▼

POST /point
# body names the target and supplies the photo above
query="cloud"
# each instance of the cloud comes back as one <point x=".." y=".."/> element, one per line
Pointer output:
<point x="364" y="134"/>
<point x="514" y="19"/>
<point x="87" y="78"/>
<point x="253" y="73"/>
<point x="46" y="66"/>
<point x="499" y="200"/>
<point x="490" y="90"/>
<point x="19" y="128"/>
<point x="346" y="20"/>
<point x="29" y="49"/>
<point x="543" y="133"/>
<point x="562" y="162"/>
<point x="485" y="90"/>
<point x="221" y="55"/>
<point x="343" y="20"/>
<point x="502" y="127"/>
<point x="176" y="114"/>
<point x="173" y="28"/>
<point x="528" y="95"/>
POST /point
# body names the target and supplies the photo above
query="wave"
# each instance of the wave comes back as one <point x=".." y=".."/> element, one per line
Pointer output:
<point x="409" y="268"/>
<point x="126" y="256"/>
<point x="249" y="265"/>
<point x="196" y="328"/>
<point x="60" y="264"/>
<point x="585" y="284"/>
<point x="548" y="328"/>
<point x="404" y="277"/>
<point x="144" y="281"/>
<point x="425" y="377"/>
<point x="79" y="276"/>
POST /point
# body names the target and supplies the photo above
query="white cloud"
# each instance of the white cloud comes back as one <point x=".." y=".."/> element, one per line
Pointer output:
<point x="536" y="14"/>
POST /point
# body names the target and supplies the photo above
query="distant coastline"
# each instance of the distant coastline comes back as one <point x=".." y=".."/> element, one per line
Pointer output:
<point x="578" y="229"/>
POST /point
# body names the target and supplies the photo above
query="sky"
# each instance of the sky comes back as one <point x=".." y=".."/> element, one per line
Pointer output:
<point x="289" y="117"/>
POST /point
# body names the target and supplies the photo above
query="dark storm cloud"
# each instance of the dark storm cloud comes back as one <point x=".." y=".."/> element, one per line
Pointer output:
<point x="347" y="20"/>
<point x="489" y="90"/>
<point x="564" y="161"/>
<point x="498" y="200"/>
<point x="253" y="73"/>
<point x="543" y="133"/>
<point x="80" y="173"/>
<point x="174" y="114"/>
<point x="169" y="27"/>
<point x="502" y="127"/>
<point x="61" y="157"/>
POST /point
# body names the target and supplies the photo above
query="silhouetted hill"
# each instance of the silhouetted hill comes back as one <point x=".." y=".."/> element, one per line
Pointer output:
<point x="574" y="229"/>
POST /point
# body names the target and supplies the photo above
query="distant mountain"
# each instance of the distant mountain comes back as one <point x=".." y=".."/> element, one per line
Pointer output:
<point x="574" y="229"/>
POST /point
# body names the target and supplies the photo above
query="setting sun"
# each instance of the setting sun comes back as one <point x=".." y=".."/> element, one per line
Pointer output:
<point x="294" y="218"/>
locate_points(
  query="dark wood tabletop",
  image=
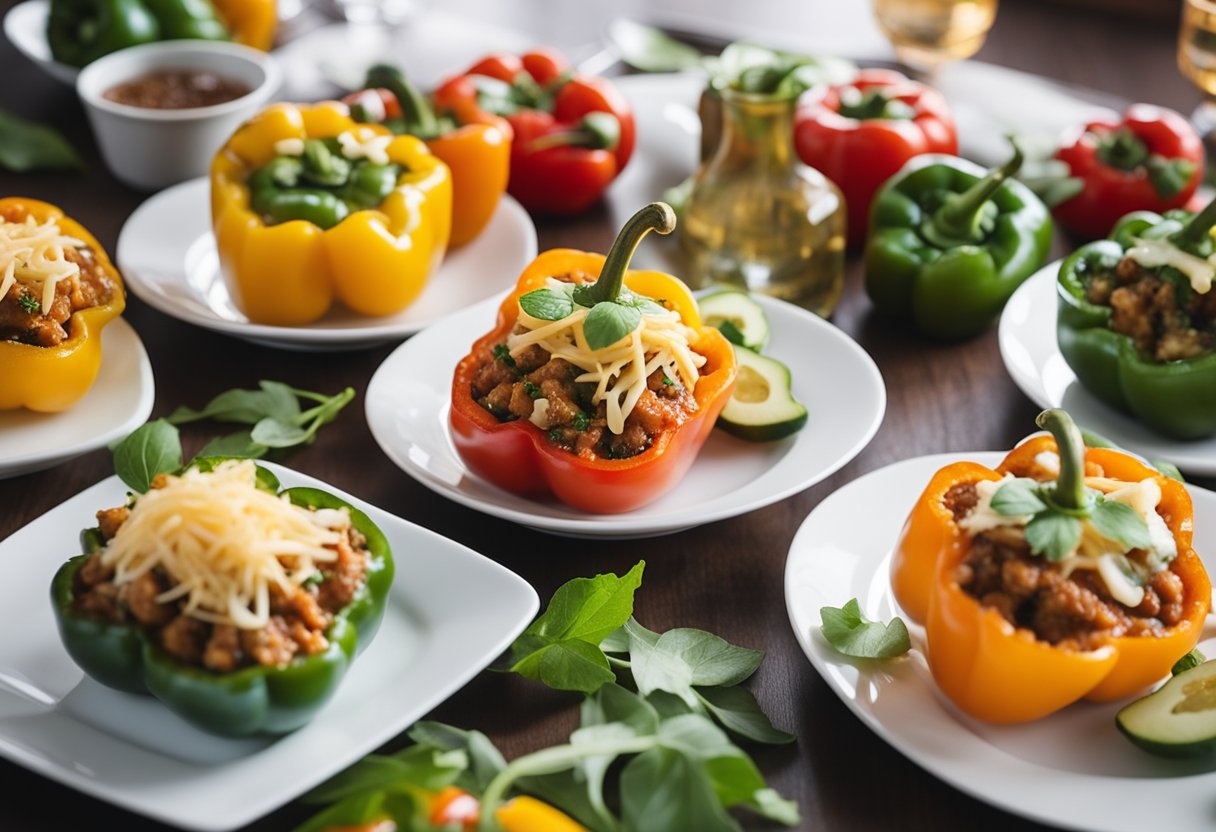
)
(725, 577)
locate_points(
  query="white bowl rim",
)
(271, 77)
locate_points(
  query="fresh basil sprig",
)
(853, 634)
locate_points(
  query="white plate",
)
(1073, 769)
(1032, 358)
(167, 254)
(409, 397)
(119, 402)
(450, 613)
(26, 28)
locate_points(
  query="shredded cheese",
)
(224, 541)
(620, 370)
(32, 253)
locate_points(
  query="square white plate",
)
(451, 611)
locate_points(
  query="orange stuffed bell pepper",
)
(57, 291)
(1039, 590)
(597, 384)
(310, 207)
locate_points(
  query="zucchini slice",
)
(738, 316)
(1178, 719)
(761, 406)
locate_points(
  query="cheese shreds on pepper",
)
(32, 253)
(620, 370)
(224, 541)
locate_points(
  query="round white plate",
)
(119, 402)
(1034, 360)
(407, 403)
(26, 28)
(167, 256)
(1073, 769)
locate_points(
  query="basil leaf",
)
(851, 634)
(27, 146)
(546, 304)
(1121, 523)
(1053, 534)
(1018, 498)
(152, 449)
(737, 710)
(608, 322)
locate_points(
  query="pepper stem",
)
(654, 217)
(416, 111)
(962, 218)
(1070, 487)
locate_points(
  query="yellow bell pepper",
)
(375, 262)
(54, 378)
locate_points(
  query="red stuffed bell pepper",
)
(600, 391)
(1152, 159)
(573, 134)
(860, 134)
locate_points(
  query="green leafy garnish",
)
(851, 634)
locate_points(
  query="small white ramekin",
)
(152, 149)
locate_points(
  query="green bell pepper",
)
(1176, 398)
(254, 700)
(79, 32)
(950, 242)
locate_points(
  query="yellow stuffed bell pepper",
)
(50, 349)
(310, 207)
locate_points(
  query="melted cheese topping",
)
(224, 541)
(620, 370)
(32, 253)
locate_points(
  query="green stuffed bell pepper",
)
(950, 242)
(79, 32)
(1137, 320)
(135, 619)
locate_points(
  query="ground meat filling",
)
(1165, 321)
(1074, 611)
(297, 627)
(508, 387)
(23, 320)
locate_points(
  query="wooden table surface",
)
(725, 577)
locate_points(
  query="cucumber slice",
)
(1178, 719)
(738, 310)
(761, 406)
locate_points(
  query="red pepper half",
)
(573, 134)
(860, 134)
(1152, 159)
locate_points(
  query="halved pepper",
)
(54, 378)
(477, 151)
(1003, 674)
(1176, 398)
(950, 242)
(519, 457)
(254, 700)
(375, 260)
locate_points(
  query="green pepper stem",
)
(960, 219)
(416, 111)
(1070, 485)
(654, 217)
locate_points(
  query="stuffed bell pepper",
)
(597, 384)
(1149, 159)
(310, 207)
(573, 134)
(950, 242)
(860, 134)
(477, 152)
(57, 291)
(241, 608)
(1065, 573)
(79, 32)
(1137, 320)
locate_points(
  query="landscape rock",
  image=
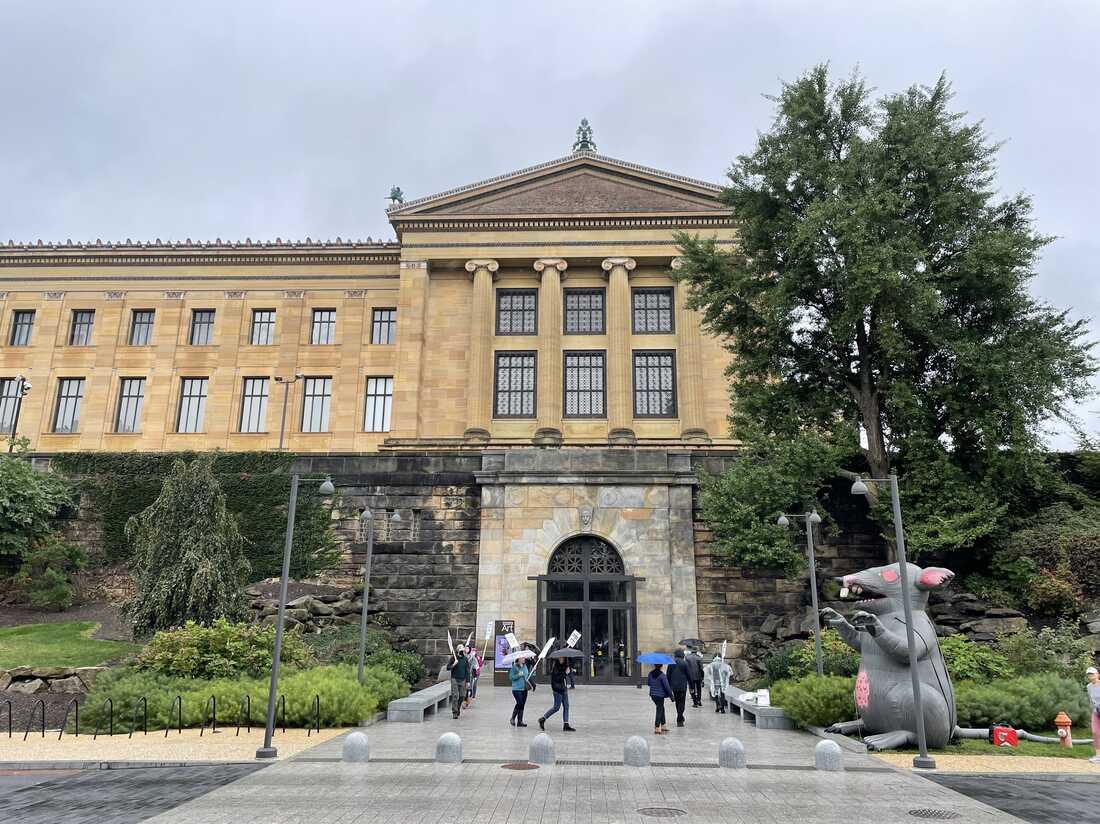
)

▲
▼

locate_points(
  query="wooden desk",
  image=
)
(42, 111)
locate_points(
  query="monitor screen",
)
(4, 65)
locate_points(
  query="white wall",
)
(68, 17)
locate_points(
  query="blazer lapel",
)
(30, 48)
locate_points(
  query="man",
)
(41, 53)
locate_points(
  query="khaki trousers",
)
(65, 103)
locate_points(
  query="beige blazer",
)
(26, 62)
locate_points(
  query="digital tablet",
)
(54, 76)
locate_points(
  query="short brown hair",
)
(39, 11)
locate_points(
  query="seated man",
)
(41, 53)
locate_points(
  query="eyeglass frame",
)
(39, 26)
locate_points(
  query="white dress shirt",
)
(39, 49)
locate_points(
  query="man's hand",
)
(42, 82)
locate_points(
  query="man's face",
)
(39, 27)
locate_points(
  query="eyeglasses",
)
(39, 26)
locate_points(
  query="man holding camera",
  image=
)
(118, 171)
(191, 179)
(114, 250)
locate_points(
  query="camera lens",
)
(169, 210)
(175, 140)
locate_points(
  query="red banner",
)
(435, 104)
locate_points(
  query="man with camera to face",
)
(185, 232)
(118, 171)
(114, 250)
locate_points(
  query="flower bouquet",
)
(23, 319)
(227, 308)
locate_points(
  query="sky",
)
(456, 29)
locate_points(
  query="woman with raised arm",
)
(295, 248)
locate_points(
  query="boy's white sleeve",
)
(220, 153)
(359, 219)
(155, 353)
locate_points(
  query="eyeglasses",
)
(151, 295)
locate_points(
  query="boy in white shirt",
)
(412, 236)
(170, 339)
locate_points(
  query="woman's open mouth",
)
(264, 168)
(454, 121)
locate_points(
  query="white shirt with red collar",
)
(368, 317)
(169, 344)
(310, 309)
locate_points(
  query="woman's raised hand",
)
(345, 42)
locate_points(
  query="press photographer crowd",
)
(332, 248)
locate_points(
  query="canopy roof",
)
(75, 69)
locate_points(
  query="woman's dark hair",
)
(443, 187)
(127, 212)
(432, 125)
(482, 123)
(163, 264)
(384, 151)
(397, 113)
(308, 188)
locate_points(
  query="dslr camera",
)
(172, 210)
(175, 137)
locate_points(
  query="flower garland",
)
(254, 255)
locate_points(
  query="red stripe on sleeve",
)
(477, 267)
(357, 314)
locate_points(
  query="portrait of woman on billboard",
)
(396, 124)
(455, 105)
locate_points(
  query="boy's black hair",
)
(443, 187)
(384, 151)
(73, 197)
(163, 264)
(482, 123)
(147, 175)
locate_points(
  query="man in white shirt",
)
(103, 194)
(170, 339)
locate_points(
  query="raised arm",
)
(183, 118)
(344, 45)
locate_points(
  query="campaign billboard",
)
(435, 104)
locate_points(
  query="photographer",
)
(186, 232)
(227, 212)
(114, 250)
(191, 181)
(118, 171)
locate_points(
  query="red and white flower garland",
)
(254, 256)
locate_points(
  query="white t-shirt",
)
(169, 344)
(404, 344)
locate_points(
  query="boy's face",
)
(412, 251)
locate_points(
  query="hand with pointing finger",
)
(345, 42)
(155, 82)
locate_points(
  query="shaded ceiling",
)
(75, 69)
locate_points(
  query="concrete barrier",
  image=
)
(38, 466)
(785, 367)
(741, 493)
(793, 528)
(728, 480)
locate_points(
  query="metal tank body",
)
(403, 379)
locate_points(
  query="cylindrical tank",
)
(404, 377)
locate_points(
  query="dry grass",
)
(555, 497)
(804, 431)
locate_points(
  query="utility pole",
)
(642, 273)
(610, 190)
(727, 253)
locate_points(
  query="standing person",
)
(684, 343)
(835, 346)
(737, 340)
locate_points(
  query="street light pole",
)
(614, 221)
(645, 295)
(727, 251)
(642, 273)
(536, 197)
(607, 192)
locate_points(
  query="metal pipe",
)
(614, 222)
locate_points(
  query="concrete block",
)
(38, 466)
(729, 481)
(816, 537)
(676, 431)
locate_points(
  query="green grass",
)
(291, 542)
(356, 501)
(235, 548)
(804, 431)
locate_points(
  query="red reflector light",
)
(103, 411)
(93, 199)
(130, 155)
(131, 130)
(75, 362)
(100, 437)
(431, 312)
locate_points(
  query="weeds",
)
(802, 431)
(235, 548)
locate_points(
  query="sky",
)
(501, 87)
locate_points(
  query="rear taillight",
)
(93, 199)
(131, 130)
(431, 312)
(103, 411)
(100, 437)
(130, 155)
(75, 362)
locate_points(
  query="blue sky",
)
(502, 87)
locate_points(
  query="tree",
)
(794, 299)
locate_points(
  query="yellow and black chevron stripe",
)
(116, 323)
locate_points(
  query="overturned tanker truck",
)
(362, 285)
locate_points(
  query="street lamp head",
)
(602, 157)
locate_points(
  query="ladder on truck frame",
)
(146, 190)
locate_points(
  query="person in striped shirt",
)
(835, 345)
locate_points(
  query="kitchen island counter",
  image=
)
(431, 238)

▲
▼

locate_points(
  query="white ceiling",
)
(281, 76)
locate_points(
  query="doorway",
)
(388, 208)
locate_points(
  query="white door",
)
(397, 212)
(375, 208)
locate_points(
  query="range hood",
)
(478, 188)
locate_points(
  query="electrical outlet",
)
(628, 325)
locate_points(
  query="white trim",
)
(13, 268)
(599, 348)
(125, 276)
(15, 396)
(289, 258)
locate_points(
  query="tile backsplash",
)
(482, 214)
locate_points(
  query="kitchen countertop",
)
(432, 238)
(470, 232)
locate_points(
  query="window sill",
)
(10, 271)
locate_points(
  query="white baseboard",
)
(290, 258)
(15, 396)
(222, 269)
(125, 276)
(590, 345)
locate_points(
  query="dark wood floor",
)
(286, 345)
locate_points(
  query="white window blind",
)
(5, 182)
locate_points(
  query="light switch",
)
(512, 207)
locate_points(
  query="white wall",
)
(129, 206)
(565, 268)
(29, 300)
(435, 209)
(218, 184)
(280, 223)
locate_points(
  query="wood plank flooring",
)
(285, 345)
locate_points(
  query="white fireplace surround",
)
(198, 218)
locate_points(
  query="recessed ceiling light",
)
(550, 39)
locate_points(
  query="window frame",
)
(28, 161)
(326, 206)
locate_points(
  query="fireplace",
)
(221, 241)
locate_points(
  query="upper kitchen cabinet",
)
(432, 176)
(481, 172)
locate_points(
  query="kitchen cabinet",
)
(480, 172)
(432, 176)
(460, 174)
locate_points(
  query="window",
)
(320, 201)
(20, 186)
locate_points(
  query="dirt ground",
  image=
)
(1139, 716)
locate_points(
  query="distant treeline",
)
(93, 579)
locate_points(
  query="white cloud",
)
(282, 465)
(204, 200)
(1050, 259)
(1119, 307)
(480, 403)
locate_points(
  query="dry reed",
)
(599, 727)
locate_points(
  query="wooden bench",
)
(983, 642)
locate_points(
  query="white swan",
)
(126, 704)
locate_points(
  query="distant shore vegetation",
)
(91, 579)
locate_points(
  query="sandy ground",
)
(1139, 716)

▲

• **Challenge**
Identify and copy every line in the rows above that contains the word "hill".

• **Correct response**
query="silhouetted hill"
# each instance of the silhouetted hill comes back as one <point x=".." y=".."/> element, one per line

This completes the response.